Data extracted from a collection ->
'''
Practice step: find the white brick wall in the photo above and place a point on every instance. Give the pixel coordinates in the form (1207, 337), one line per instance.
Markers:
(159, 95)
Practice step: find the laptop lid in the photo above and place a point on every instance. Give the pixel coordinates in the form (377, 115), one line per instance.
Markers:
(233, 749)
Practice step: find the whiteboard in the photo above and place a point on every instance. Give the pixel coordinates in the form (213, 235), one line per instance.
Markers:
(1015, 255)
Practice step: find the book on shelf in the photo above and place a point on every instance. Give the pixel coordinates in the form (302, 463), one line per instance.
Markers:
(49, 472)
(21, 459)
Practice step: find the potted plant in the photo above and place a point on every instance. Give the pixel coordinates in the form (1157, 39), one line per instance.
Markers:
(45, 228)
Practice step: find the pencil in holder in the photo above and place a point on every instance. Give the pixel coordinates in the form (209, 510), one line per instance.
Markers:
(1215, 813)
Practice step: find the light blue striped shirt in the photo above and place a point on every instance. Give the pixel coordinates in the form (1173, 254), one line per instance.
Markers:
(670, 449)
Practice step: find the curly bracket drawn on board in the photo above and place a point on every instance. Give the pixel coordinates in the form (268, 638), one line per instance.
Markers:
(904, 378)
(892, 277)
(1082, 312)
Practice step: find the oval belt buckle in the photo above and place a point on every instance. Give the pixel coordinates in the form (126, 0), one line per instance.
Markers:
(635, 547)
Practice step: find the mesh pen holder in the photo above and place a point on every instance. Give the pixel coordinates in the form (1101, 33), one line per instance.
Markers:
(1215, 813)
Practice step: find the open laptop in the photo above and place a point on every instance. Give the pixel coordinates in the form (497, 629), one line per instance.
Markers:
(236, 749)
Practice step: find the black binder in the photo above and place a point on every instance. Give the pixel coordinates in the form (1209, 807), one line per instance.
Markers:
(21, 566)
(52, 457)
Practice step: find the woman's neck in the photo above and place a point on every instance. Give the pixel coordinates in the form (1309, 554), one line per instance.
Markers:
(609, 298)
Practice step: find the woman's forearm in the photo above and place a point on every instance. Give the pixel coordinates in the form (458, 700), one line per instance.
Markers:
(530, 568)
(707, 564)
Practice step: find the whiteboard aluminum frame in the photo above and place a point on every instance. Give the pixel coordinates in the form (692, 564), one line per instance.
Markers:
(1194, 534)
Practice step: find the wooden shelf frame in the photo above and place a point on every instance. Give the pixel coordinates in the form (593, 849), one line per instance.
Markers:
'''
Task brief ->
Please quote exactly the lines from the one containing "Practice step: find the mesh" through the last line of the records above, both included, and nothing else.

Output below ->
Practice step: find the mesh pen holder in the photo above and place a point on every instance. Give the pixel coordinates in the form (1101, 33), one line per instance.
Markers:
(1215, 813)
Practice step: find the open laptop in the photo above and place a point on every instance. Give the pixel coordinates in the form (497, 629), one line per instance.
Markers:
(236, 749)
Practice step: find the black binder in the photo above and place a point on every instance. Give the pixel coordinates in the form (1209, 807), one line per instance.
Markers:
(21, 566)
(52, 457)
Practice step: find the woman's neck in the photo above and place a point on every instance. Give the pixel coordinates in the form (1309, 554), one line per instance.
Markers:
(609, 298)
Practice step: find the woman's forearm in the photo above and place a point on every instance. Give the pixel coordinates in the form (458, 700), one line per instance.
Markers:
(530, 568)
(707, 564)
Practice step: find the whiteboard aluminum frame in the photo above and place a point on every instance. Give the pixel coordinates in the form (692, 564), one line per instance.
Markers:
(1194, 534)
Practice step: find the wooden shelf frame in the photo above and place a point on every instance. Give the pixel coordinates in the form (593, 849), one line per instance.
Markers:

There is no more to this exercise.